◆ Exercise description: The answer must be an exact reproduction of the lines from the start of the records below through the line containing "Expected: one point per instance of the black trousers", and nothing more.

[Records from a collection]
* * * *
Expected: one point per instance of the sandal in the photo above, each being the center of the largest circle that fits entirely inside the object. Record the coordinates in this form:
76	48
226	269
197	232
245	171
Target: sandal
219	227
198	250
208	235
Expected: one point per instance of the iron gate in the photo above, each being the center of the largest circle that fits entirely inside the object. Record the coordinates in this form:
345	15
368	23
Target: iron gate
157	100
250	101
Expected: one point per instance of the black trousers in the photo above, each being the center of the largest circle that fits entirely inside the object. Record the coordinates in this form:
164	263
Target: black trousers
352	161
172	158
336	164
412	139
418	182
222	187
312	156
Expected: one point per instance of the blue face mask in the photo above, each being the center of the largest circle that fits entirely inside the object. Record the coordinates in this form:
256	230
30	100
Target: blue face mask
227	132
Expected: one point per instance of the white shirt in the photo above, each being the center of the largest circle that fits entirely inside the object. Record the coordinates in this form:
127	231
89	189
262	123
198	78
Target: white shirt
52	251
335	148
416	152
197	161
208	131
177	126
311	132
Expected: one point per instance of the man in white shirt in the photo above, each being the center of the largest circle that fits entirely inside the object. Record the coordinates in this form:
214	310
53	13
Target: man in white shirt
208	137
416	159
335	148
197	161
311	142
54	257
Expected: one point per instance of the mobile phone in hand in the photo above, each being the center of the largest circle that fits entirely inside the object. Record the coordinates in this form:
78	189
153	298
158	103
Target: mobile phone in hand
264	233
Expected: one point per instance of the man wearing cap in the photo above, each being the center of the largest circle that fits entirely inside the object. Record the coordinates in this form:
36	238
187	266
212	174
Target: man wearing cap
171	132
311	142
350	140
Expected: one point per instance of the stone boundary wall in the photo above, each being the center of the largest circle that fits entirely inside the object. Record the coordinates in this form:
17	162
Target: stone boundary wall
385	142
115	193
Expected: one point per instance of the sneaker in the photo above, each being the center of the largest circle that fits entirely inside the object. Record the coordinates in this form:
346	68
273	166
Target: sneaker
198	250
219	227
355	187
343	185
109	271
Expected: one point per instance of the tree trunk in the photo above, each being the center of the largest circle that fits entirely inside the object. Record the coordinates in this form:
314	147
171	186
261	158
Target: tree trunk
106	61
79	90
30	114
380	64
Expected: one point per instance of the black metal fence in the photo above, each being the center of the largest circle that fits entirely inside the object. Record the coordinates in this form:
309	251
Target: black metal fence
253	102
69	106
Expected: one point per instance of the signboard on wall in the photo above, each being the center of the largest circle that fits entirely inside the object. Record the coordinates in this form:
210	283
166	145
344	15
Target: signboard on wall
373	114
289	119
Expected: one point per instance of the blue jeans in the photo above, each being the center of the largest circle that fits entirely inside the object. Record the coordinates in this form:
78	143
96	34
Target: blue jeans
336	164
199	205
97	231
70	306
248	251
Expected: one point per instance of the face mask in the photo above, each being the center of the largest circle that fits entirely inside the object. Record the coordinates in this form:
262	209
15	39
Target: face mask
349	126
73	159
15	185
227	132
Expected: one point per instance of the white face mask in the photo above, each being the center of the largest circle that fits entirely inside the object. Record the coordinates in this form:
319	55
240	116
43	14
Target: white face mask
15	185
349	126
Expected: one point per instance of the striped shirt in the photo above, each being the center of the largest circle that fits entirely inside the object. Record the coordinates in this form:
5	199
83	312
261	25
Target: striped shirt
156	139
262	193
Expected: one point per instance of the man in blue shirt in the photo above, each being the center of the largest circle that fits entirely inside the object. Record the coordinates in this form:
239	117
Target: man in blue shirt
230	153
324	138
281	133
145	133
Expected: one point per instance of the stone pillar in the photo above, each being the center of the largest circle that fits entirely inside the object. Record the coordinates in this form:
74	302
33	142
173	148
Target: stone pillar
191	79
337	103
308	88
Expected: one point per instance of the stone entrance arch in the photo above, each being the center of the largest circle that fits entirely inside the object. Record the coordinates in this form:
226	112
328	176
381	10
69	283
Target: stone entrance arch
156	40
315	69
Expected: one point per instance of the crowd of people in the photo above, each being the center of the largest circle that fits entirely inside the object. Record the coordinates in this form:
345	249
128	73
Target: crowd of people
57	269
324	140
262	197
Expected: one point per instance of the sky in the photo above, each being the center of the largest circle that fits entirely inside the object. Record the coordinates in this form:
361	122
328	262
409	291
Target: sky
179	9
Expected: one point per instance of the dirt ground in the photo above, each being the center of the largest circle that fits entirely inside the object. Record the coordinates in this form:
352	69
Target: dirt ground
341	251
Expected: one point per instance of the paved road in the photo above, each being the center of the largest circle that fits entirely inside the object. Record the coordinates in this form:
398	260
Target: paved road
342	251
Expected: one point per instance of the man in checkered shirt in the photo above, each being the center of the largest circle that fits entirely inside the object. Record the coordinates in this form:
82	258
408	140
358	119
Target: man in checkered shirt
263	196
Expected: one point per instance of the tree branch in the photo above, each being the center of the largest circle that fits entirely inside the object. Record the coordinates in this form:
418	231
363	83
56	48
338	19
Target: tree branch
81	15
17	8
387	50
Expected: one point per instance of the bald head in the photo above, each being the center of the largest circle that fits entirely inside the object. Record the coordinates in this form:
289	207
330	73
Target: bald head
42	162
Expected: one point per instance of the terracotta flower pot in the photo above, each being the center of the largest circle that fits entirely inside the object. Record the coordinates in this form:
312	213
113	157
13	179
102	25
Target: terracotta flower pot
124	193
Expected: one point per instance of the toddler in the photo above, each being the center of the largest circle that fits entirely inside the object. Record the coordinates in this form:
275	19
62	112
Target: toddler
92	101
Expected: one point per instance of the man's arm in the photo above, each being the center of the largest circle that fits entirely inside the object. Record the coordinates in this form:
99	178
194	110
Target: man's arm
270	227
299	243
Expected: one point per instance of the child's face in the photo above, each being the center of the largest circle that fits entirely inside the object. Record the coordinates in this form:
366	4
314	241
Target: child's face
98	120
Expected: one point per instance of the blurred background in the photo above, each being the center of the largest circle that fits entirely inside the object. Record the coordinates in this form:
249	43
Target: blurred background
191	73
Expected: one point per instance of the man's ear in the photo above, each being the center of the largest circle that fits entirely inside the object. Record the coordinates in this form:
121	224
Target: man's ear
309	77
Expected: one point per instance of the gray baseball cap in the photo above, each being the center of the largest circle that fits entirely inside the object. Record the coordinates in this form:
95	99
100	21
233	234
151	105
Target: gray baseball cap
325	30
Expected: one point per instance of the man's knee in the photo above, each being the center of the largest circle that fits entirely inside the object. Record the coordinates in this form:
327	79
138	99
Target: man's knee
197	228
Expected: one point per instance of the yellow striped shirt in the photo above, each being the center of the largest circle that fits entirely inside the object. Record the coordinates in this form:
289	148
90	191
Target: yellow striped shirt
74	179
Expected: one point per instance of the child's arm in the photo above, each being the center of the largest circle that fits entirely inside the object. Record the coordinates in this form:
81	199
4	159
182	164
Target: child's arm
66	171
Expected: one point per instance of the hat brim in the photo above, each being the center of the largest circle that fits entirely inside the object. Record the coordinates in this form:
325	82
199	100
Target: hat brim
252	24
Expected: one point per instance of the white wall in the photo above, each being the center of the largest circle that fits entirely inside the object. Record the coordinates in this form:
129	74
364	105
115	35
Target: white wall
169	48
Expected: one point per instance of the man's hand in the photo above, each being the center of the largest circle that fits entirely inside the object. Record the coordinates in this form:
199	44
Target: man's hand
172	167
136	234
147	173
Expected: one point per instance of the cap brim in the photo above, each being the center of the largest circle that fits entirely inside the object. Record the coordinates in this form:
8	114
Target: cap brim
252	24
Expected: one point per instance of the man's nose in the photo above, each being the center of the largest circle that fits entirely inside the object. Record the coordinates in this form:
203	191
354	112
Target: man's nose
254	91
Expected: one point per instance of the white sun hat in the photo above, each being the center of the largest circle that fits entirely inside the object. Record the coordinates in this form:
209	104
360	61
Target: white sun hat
* * * *
◆ Written answer:
Expected: one point per instance of the sandal in the photo above, each being the center of the largest circle that fits entirely inside the object. Record the coordinates in this form:
76	48
226	269
197	232
245	171
Target: sandal
219	227
198	250
208	235
Expected: one point per instance of the iron gate in the photo above, each being the center of the largest circle that fits entirely inside the object. Record the coordinates in this form:
345	15
368	23
Target: iron gate
157	100
250	101
Expected: one point per instance of the black trousers in the photo above, each being the center of the largest circle that fits entirely inside the object. Record the coordinates in this form:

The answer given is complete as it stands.